[Start SOURCE EXCERPT]

Overlooked Books: William H. Herndon and Jesse W. Weik, Herndon’s Life of Lincoln

By:
James Wunsch
Image
Frontispiece and title page of an 1893 edition of Herndon's Lincoln

A blend of mirth and sadness, smiles and tears;
A quaint Knight errant of the pioneers;
A homely hero, born of star and sod;
A peasant prince; a masterpiece of God.
- Chanted by Illinois school children for the Lincoln centenary, 1909 

Ever since Congress adopted legislation in 1968 declaring that a Presidents Day should be celebrated the third Monday of the month, the February birthdays of Washington and Lincoln have been obscured by the promise of shopping or travelling over a long holiday weekend. In the absence of distinct celebrations and days off, children are now less likely to associate six-year-old George “never-told-a-lie” Washington with the cherry tree or imagine “Honest Abe,” born in a log cabin, beating up bullies and freeing the slaves.

Unlike the cherry tree fable dreamed up by Parson Weems to teach kids not to lie, the Lincoln stories cannot be so readily dismissed. After all, he really was born in a log cabin, and though not as desperately poor as some have intimated, he spent most of his youth in the grueling task of clearing farmland in the backwoods of Indiana and Illinois. Teenage Abe beat up a bully or two and a good deal later issued the Emancipation Proclamation. Lincoln’s improbable ascent to the White House, his steadfast and ultimately victorious leadership of the nation during the Civil War, culminating in his assassination on Good Friday, seems drawn more from Holy Writ than history. If Washington was the nation’s Founder, then Lincoln was its Savior.

Of all the books about Lincoln, most of the sixteen thousand, inevitably and perhaps mercifully, have been overlooked. Here we consider one that deserves attention–– Herndon’s Life of Lincoln (1889).

William Herndon around 1875 (Wikipedia)

William Herndon around 1875 (Wikipedia)

The term “overlooked” is used advisedly. Because “Billy” Herndon, Lincoln’s junior partner in Springfield for sixteen years, knew Lincoln as a friend, lawyer and politician better than anyone else, scholars and biographers, including some skeptical of his recollections, have always been obliged to draw on or react to his work. Among general readers, however, Herndon’s Lincoln is not so well known. (A standard edition borrowed for this column had not been previously checked out from the NYSL for almost a decade.) With a number of first-rate studies readily available, why turn to these limited, presumably adulatory reminiscences?

Herndon was determined not to write a saint’s life. He recalled that Lincoln, thumbing through a biography of Edmund Burke, remarked, “it’s like all the others …not only misleading but false…so lavish in praise of his every act that one is almost driven to believe that Burke never made a mistake or failure in his life.” In trying to put together a truthful account, Herndon went to some length to detail Lincoln’s mistakes and failures as well as his personal troubles and idiosyncrasies–– an effort that cost him worshipful readers and condemnation by The New York Tribune, for “having… pried into the secrets of Lincoln’s callow youth.”

[End SOURCE EXCERPT]

GIVEN REQUEST:
According to the book column, for how many years was Herndon Lincoln's junior partner in Springfield? You will not need the items.

[Start PROVIDED DATA]

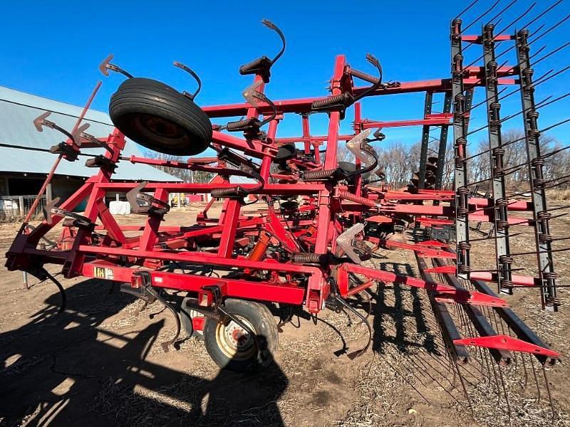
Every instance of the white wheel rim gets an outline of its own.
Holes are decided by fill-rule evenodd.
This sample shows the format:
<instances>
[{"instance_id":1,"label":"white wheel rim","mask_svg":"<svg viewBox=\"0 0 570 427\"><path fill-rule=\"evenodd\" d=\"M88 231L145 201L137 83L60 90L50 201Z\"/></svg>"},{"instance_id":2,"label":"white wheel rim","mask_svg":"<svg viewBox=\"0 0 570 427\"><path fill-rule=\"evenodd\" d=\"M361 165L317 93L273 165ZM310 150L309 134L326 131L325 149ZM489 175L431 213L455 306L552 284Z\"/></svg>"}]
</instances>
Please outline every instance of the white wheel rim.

[End PROVIDED DATA]

RESPONSE FOR THIS EXERCISE:
Sixteen years.